| What the exercise asks |
In the material below, write out each line word for word and omit the pictures.

| Supplied data |
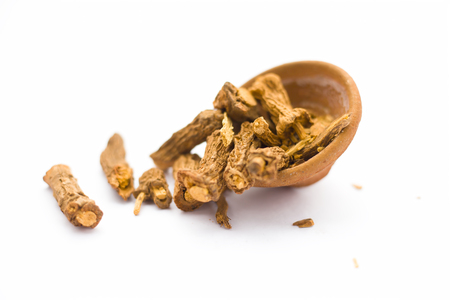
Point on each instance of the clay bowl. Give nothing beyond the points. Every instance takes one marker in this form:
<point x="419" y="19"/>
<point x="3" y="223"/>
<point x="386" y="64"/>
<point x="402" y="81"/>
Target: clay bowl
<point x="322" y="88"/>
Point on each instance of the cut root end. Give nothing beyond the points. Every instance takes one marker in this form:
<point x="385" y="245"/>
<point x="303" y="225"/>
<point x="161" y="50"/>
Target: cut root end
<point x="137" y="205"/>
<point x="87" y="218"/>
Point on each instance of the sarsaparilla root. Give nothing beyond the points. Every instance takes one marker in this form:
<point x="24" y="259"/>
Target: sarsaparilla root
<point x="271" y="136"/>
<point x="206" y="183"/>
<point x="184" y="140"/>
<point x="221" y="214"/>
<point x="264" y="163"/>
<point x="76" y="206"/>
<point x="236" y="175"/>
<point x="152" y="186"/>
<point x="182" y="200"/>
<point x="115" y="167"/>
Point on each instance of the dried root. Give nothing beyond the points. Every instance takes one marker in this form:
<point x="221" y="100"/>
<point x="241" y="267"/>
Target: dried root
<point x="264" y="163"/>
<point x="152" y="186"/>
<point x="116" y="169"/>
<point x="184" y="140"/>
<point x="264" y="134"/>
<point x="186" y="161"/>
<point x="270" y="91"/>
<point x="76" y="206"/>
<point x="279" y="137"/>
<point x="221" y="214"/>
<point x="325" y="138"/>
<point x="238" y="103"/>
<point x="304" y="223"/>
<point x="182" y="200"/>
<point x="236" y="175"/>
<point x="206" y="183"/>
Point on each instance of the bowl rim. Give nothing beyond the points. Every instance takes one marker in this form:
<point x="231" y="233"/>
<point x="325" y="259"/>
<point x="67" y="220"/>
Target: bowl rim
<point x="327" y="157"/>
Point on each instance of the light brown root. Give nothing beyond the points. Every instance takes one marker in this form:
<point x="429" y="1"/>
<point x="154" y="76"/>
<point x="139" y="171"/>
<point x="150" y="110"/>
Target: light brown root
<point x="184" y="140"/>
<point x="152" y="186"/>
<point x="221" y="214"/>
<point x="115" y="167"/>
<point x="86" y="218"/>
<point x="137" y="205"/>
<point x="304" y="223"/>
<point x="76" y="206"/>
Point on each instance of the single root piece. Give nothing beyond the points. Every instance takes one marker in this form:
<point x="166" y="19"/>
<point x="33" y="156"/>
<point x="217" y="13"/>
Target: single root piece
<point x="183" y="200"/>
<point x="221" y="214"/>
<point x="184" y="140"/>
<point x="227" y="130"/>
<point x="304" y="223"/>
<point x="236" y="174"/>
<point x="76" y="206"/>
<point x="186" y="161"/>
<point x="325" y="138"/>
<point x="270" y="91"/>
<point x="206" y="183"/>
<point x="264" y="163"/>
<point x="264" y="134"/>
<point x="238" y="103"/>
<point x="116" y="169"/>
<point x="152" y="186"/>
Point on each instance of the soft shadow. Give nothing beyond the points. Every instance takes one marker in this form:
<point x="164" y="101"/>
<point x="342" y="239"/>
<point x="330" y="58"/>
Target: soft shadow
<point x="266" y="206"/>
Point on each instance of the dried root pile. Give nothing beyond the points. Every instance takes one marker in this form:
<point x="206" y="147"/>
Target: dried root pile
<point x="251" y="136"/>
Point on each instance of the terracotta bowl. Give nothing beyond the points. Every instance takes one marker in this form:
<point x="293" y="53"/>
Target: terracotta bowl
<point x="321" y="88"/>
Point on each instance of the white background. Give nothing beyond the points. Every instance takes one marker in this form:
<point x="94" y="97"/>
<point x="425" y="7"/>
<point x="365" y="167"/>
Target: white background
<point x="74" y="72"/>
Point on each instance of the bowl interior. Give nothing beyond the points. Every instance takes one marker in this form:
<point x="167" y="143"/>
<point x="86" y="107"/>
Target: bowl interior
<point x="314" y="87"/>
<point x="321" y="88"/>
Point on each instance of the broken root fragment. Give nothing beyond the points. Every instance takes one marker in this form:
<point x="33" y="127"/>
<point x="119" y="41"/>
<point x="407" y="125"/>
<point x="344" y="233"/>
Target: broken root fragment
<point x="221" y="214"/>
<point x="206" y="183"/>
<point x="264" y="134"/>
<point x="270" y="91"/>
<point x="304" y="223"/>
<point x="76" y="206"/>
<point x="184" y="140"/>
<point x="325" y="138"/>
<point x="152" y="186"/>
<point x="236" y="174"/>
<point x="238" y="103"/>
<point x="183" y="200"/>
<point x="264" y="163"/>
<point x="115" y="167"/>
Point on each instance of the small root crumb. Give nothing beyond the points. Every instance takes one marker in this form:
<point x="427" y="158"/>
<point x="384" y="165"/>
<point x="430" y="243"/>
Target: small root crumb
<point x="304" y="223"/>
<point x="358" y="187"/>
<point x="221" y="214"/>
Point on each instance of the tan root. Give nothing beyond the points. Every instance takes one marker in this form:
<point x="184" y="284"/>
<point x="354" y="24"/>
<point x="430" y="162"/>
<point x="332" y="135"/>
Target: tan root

| Answer below |
Point on each instance of the clay bowl. Give nothing beyond the points. Every instance takes one marker in this form:
<point x="419" y="19"/>
<point x="3" y="223"/>
<point x="386" y="64"/>
<point x="402" y="81"/>
Target: clay bowl
<point x="322" y="88"/>
Point on each instance of the cut root end. Give nothing beyond the points. Every instance takes one marker in this form:
<point x="385" y="245"/>
<point x="303" y="225"/>
<point x="161" y="50"/>
Target: cut root end
<point x="137" y="205"/>
<point x="87" y="218"/>
Point on each instance of the sarsaparilla root. Give nothing beyond the points. Every instance takes one marker in this form:
<point x="24" y="259"/>
Target: sarsaparilla root
<point x="271" y="136"/>
<point x="206" y="183"/>
<point x="184" y="140"/>
<point x="221" y="214"/>
<point x="264" y="163"/>
<point x="76" y="206"/>
<point x="236" y="175"/>
<point x="152" y="186"/>
<point x="182" y="200"/>
<point x="115" y="167"/>
Point on each instance of the dried root. Give nothing beyond the points. Every instance takes one marker in this form:
<point x="221" y="100"/>
<point x="241" y="267"/>
Target: dried root
<point x="264" y="163"/>
<point x="152" y="186"/>
<point x="116" y="169"/>
<point x="184" y="140"/>
<point x="264" y="134"/>
<point x="186" y="161"/>
<point x="270" y="91"/>
<point x="76" y="206"/>
<point x="279" y="137"/>
<point x="221" y="214"/>
<point x="325" y="138"/>
<point x="238" y="103"/>
<point x="304" y="223"/>
<point x="182" y="200"/>
<point x="236" y="175"/>
<point x="206" y="183"/>
Point on each instance of the bowl rim. Give nothing beyond the points. Every instance takes one marker in this form:
<point x="231" y="233"/>
<point x="325" y="259"/>
<point x="67" y="220"/>
Target: bowl rim
<point x="327" y="157"/>
Point on each instance of the light brown root. Give nothing beyond the points. Every instance takes one marker in this form:
<point x="429" y="1"/>
<point x="154" y="76"/>
<point x="139" y="171"/>
<point x="150" y="110"/>
Target: light brown root
<point x="184" y="140"/>
<point x="152" y="186"/>
<point x="221" y="214"/>
<point x="115" y="167"/>
<point x="86" y="218"/>
<point x="137" y="205"/>
<point x="304" y="223"/>
<point x="76" y="206"/>
Point on each instance of the single root piece. Give nothing beyond the points. Every instance takes one marker in this form:
<point x="166" y="19"/>
<point x="33" y="156"/>
<point x="217" y="13"/>
Target: single root piece
<point x="183" y="200"/>
<point x="221" y="214"/>
<point x="184" y="140"/>
<point x="227" y="130"/>
<point x="304" y="223"/>
<point x="236" y="174"/>
<point x="76" y="206"/>
<point x="186" y="161"/>
<point x="325" y="138"/>
<point x="270" y="91"/>
<point x="206" y="183"/>
<point x="264" y="163"/>
<point x="264" y="134"/>
<point x="238" y="103"/>
<point x="116" y="169"/>
<point x="152" y="186"/>
Point on each instance of the soft shadow. Give nothing beyond the points. Every instance takes one marker in this form:
<point x="164" y="101"/>
<point x="342" y="239"/>
<point x="330" y="58"/>
Target: soft shadow
<point x="266" y="206"/>
Point on each instance of the dried root pile. Give nothing beyond the points. Every instance takes one marker in this form:
<point x="206" y="147"/>
Target: dried root pile
<point x="251" y="136"/>
Point on each instance of the terracotta bowl. Give nothing beyond the points. Every instance takes one marker in this form:
<point x="293" y="53"/>
Target: terracotta bowl
<point x="321" y="88"/>
Point on each instance of the white background. Give nothing beyond the points. Every instance takes one marker in this form:
<point x="94" y="97"/>
<point x="425" y="7"/>
<point x="365" y="167"/>
Target: white background
<point x="74" y="72"/>
Point on each instance of the bowl interior. Give nothing beyond the points. Every instance takes one marker in this form:
<point x="167" y="143"/>
<point x="86" y="107"/>
Target: bowl interior
<point x="314" y="87"/>
<point x="321" y="88"/>
Point on each instance of the broken root fragment. Give nothing beyond the points. Every instance takes one marker in this form:
<point x="33" y="127"/>
<point x="119" y="41"/>
<point x="407" y="125"/>
<point x="344" y="233"/>
Target: broken root fragment
<point x="221" y="214"/>
<point x="206" y="183"/>
<point x="264" y="134"/>
<point x="270" y="91"/>
<point x="304" y="223"/>
<point x="76" y="206"/>
<point x="184" y="140"/>
<point x="325" y="138"/>
<point x="152" y="186"/>
<point x="236" y="174"/>
<point x="238" y="103"/>
<point x="183" y="200"/>
<point x="264" y="163"/>
<point x="115" y="167"/>
Point on each instance of the small root crumb. Give nothing beyond the points. Every instance takes one marker in this form:
<point x="427" y="158"/>
<point x="384" y="165"/>
<point x="430" y="243"/>
Target: small root crumb
<point x="304" y="223"/>
<point x="358" y="187"/>
<point x="221" y="214"/>
Point on each instance of the tan root. Give nothing beyond the points. Every instance takes one marker in this form:
<point x="184" y="284"/>
<point x="354" y="24"/>
<point x="430" y="162"/>
<point x="332" y="135"/>
Target: tan root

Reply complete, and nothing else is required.